**TASK DIRECTIONS:**
Please repeat, word for word, the first lines of the records below, beginning with the opening line and stopping after the line that contains "Query: white petal".

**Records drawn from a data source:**
┌──

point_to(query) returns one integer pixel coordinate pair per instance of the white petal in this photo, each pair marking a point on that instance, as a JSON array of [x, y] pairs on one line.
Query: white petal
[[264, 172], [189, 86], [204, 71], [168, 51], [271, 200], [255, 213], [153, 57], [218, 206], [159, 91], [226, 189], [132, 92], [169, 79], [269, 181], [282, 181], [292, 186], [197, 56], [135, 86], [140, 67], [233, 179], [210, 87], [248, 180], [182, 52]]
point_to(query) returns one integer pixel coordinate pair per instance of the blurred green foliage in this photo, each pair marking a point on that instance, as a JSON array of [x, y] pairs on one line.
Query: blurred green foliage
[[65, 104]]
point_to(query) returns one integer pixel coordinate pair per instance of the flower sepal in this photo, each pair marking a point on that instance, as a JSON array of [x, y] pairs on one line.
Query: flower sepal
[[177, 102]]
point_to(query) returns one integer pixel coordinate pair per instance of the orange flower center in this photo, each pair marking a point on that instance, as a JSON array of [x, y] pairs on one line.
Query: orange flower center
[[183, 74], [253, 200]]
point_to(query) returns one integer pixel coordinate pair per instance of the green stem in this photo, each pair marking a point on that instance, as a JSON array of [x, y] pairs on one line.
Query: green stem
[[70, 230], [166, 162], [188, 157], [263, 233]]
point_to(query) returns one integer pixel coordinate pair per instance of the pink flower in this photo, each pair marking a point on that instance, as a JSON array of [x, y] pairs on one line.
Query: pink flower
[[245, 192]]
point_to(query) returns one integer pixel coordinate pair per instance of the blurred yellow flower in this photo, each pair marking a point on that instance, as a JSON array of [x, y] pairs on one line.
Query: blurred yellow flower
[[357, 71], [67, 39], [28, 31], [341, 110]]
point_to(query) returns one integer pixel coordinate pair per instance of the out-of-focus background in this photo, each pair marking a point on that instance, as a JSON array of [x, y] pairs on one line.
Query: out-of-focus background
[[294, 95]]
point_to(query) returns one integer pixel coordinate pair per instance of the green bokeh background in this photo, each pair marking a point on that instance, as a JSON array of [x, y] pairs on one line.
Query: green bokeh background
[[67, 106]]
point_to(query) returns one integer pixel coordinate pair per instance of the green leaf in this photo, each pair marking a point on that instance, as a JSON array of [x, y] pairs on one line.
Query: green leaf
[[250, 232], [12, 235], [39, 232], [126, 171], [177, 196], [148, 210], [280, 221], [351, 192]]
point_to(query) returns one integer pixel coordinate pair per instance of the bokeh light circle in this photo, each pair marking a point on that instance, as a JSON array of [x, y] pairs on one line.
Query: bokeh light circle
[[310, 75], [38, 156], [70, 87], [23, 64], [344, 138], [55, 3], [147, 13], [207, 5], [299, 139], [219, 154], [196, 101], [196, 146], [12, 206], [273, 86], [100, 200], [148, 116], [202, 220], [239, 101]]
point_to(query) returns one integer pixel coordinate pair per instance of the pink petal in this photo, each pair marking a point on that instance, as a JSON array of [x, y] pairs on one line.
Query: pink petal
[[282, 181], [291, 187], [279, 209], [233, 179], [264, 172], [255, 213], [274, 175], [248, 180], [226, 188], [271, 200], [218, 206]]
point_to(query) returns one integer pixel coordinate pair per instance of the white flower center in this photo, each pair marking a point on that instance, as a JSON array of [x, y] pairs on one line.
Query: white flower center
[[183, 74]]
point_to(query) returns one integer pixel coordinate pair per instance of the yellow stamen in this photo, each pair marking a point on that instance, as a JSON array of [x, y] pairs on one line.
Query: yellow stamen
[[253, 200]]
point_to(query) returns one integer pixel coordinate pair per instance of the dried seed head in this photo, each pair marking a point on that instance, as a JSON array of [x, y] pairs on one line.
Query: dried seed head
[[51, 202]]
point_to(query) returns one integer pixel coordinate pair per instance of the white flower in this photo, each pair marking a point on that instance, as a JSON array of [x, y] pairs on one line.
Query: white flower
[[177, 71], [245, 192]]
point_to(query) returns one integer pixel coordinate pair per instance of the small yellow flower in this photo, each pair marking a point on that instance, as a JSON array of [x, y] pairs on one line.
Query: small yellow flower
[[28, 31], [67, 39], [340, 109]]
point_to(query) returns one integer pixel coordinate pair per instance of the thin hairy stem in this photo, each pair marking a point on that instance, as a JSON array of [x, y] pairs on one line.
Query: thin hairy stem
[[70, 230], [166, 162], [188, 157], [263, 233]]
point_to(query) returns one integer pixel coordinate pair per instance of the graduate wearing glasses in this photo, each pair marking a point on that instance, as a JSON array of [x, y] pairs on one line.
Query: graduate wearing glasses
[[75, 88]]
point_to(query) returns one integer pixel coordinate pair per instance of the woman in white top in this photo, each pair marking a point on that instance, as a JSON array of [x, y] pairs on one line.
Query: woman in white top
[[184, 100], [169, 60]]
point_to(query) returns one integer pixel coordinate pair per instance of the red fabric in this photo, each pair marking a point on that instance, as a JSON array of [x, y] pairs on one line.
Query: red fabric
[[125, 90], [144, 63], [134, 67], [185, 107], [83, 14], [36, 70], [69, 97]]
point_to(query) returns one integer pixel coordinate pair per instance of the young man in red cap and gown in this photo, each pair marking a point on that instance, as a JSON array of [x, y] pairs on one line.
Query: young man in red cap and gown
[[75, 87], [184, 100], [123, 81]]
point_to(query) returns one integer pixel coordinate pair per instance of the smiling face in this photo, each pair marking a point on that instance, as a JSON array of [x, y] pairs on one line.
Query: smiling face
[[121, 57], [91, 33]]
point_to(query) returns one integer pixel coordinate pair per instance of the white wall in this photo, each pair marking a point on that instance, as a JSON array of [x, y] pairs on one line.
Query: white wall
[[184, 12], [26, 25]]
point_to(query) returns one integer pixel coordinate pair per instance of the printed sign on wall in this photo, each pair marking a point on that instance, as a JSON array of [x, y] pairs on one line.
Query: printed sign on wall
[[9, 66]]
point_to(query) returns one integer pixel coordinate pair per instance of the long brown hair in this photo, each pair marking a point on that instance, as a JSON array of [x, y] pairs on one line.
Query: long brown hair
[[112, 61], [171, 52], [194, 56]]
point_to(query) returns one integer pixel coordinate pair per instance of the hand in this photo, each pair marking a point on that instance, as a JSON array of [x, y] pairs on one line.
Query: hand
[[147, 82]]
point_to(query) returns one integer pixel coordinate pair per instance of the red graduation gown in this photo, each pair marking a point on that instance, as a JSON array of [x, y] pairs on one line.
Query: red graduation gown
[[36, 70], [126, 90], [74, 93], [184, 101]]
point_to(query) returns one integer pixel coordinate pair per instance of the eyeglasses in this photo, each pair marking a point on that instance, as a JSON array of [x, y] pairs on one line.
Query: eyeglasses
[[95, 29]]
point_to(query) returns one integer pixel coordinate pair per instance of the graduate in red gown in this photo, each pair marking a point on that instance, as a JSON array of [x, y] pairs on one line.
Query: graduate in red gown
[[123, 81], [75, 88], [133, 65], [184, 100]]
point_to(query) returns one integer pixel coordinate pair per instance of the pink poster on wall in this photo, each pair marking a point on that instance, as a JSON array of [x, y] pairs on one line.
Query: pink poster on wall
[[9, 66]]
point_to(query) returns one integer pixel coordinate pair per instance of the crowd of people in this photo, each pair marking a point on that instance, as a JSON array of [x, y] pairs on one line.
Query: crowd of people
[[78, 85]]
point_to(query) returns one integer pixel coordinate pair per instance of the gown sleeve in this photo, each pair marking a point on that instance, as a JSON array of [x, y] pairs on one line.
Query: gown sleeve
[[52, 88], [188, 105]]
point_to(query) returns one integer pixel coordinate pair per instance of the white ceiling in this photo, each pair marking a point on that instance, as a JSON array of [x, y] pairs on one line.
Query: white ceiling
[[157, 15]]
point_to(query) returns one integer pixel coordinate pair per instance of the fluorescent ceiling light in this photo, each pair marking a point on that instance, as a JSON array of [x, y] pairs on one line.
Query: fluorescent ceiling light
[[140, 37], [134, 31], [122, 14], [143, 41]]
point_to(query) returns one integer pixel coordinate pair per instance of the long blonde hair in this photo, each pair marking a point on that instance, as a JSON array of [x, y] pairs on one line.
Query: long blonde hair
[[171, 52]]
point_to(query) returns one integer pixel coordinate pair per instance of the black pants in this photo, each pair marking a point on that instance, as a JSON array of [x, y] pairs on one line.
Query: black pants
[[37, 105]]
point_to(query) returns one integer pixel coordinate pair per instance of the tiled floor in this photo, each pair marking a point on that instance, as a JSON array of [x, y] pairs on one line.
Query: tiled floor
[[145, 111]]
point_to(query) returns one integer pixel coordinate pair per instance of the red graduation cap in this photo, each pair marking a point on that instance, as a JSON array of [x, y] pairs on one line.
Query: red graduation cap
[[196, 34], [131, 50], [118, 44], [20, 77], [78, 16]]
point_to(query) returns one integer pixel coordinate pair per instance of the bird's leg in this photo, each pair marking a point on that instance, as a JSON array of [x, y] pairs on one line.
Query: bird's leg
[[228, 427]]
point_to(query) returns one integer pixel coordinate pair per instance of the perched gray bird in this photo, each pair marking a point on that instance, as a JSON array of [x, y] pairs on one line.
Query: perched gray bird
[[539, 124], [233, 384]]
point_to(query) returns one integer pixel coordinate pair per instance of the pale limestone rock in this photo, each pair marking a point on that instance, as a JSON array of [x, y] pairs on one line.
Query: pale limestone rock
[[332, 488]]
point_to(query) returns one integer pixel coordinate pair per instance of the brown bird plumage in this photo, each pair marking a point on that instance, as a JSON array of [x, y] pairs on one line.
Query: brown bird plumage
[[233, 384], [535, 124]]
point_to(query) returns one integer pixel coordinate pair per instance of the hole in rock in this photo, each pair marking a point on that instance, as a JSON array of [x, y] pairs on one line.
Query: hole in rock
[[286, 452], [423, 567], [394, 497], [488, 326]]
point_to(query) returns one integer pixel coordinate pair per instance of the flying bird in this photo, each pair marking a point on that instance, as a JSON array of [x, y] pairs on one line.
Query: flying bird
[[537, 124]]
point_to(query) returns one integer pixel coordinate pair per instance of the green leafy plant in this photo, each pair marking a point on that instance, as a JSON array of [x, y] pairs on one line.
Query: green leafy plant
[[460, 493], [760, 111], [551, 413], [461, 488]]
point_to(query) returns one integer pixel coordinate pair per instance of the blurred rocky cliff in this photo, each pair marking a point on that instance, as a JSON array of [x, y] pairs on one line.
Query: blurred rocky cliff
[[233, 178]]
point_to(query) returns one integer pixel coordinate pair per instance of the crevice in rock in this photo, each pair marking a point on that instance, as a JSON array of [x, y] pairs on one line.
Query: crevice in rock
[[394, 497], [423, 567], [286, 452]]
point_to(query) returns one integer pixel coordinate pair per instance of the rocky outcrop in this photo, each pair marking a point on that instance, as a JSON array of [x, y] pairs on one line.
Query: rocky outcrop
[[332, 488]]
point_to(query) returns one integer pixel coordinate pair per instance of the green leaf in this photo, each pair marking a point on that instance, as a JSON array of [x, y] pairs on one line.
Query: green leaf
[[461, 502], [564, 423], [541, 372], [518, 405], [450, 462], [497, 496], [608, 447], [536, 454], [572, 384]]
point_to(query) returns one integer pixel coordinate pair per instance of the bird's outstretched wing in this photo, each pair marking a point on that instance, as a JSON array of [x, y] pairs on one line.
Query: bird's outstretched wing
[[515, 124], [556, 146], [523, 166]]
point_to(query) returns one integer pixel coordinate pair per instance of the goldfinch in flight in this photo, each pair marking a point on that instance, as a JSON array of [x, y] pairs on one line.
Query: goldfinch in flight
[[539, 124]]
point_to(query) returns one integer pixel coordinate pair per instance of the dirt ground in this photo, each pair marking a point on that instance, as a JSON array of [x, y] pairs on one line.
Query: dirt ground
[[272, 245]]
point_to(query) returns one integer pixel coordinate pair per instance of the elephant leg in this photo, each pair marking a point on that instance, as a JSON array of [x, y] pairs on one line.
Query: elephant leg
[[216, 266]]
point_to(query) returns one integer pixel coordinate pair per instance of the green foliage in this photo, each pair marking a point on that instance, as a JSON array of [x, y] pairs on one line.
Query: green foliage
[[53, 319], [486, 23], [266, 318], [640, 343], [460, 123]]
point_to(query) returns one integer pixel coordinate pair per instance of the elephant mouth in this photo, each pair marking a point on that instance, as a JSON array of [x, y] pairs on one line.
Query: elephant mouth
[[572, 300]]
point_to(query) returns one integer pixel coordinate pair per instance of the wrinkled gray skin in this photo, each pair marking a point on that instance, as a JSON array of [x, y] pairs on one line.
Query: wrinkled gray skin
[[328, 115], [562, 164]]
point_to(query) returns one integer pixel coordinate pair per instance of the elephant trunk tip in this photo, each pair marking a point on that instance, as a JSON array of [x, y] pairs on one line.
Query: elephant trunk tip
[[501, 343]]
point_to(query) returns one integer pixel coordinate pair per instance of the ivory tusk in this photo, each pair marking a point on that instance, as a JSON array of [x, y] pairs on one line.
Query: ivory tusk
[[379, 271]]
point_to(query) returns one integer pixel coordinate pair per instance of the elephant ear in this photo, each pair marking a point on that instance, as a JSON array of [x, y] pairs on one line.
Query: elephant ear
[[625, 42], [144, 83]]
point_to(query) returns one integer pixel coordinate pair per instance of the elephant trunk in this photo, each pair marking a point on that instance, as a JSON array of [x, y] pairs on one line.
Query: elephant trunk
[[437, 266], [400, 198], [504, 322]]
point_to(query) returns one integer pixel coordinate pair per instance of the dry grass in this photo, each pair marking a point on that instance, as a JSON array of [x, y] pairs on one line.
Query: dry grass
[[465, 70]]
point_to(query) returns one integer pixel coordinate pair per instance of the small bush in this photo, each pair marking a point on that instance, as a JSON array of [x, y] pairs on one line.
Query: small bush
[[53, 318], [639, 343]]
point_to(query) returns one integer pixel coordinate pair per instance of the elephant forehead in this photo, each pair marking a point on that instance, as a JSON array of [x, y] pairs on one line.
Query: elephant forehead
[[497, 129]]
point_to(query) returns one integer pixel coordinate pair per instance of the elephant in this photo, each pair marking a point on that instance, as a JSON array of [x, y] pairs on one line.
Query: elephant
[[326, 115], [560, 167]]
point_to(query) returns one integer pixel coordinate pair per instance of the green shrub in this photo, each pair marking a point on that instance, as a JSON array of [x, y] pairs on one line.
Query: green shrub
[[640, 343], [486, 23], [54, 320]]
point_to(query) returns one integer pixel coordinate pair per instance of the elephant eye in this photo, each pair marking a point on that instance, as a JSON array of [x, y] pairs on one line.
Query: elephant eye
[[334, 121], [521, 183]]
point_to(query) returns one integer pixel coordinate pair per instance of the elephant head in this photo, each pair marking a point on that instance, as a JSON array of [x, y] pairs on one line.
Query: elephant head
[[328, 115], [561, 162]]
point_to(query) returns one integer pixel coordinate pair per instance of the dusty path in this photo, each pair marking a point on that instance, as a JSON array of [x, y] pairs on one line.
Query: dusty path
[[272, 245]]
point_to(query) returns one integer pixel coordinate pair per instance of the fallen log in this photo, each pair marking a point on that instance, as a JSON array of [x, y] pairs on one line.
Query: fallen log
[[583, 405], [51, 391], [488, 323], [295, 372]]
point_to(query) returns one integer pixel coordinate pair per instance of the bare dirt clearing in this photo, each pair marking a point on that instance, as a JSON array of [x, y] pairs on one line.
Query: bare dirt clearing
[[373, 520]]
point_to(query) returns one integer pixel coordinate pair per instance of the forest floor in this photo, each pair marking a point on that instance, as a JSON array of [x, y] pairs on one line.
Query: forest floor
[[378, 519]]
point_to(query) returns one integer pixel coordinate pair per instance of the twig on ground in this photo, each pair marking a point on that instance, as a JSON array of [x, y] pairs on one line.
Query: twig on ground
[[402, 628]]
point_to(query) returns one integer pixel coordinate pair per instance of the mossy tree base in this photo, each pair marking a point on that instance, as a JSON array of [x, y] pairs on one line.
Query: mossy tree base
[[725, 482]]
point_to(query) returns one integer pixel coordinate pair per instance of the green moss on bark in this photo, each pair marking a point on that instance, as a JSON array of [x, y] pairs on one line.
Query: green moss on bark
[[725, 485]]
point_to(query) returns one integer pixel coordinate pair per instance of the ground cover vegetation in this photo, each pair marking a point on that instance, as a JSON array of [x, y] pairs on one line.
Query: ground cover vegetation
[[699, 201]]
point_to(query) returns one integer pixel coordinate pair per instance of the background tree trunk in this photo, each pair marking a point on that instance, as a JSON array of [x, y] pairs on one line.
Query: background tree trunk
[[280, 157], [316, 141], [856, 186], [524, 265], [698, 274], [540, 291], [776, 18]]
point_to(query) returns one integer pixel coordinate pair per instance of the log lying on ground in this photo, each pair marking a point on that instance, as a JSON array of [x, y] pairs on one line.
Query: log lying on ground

└──

**OUTPUT FOR THIS TASK:**
point_to(query) returns one integer pixel coordinate pair per instance of the white petal in this photo, each pair marking a point on that instance, as a JSON array of [x, y] pairs on one line.
Query: white petal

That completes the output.